> WHAT THE TASK REQUIRES
Write the data out again, exactly as given.
════════
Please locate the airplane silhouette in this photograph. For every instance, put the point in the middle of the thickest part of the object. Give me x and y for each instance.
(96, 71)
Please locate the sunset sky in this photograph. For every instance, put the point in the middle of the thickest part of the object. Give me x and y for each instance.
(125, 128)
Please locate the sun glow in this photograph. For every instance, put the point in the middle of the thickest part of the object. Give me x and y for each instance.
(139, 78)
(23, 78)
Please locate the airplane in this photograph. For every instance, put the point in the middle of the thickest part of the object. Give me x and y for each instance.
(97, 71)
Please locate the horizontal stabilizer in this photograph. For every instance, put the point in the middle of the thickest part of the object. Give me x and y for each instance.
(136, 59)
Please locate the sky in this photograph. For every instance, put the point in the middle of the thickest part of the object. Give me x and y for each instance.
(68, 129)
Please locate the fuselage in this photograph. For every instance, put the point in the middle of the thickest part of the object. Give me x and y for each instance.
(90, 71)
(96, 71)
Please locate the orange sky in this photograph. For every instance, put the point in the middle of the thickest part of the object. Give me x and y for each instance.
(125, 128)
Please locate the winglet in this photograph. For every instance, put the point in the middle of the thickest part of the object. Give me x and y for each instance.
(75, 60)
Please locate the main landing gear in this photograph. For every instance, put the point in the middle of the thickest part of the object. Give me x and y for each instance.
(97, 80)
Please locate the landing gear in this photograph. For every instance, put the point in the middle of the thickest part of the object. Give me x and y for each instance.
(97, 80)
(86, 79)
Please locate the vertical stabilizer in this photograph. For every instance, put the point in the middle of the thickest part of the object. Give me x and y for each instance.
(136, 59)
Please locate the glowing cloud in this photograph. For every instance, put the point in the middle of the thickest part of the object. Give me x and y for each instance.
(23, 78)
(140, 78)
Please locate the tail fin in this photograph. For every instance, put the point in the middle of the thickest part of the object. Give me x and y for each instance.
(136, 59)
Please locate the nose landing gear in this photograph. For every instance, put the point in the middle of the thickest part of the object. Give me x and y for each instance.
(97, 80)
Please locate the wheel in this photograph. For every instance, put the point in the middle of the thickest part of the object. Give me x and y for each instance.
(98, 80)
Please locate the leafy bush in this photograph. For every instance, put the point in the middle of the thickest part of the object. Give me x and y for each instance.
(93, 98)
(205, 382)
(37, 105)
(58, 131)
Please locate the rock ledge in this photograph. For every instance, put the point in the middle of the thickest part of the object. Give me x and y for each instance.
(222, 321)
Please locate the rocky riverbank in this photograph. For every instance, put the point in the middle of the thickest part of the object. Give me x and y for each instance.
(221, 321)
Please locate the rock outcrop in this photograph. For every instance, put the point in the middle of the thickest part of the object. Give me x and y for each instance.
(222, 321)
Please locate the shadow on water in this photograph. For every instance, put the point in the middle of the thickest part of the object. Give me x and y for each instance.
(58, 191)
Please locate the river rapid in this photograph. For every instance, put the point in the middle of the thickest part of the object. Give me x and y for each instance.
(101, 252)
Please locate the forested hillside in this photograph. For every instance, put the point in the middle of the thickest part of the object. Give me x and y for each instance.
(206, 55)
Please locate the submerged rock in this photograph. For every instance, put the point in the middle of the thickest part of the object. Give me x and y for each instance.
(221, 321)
════════
> TASK RESPONSE
Please locate the airplane silhouette in this photograph. For every instance, put the point in the middle of the thickest part of the object. Give me x and y for each instance.
(96, 71)
Please locate the sunset sky in this photograph. For every instance, put the point in the middle of the thickest part of the object. Give me x and y for each instance.
(125, 128)
Please locate the sun glow in this photograph. For every instance, put the point in the middle of the thickest part of the object. Give me x and y for each instance.
(139, 78)
(23, 78)
Please locate the airplane in this photograph. For every instance, put the point in the middle of the thickest part of the object. Give me x and y for each instance.
(97, 71)
Please locate the horizontal stabilizer in this photograph. For every instance, put the point in the middle of the thickest part of the object. Give me x and y for each instance.
(136, 59)
Please locate the sky in this photograph. For every instance, put the point in the middle of the thickest part of the object. Give me x and y for each instance.
(68, 129)
Please locate the fuselage in this photograph. For every instance, put the point in the middle of the thickest part of the object. Give me x and y for each instance.
(90, 71)
(96, 71)
Please locate the orange sky in this photograph. For every instance, put the point in the middle of the thickest part of the object. Give me x and y for each instance.
(125, 128)
Please locate the winglet in this photograph. For every instance, put the point in the middle of the thickest part of the object. Give me x and y for each instance.
(75, 60)
Please locate the main landing gear in this photograph. For every instance, put the point in the middle of the thickest part of the object. Give me x and y for each instance.
(97, 80)
Please locate the landing gear in this photograph. For every instance, put the point in the middle of the thickest part of the object. Give me x and y for each instance.
(97, 80)
(86, 79)
Please locate the vertical stabilizer in this photograph. For every instance, put the point in the middle of the thickest part of the object. Give me x and y for each instance.
(136, 59)
Please locate the glowing cloud in this photograph. For every instance, put the point in the middle of the thickest part of the object. Give me x and y for each instance.
(23, 78)
(140, 78)
Please locate the tail fin in this photograph. For every instance, put the point in the middle of the thickest part of the object. Give me x and y for each instance.
(136, 59)
Please locate the nose landing gear in this photograph. For every instance, put the point in the middle of the thickest part of the object. Give me x and y for each instance.
(97, 80)
Please locate the wheel in this photograph. For every instance, put the point in the middle of the thickest part of the object. Give me x and y for each instance.
(98, 80)
Please locate the leafy bush in this photograph. For every instance, put the point in the middle of the thickest part of the object. Give me x and y for each instance.
(93, 98)
(205, 382)
(37, 105)
(58, 131)
Please locate the rock ledge in this photograph. For every instance, put the point in the middle of the thickest part of the object. Give me x and y for each instance.
(222, 321)
Please locate the rocky riverbank in this photograph. For every instance, put the point in the middle of the thickest part of the object. Give me x and y for each instance.
(221, 321)
Please locate the rock outcrop in this photograph. For every instance, put the point in the middle of the thickest part of the object. Give me x and y for each instance.
(222, 321)
Please locate the shadow on water in this photograph. For every instance, put the point in the middle of the thickest part of the object. Give me x and y for each instance.
(58, 191)
Please locate the river rapid in this photograph. For every instance, put the point in the middle of the thickest part of the object. Give me x and y for each instance.
(101, 252)
Please locate the forested hillside in this photograph. For every instance, put the point in the middle of the thickest part of the object. Give me x and y for each instance.
(206, 55)
Please locate the submerged rock in this photograph. For every instance, put the point in the middle of the thickest part of the object. Give me x and y for each instance.
(221, 321)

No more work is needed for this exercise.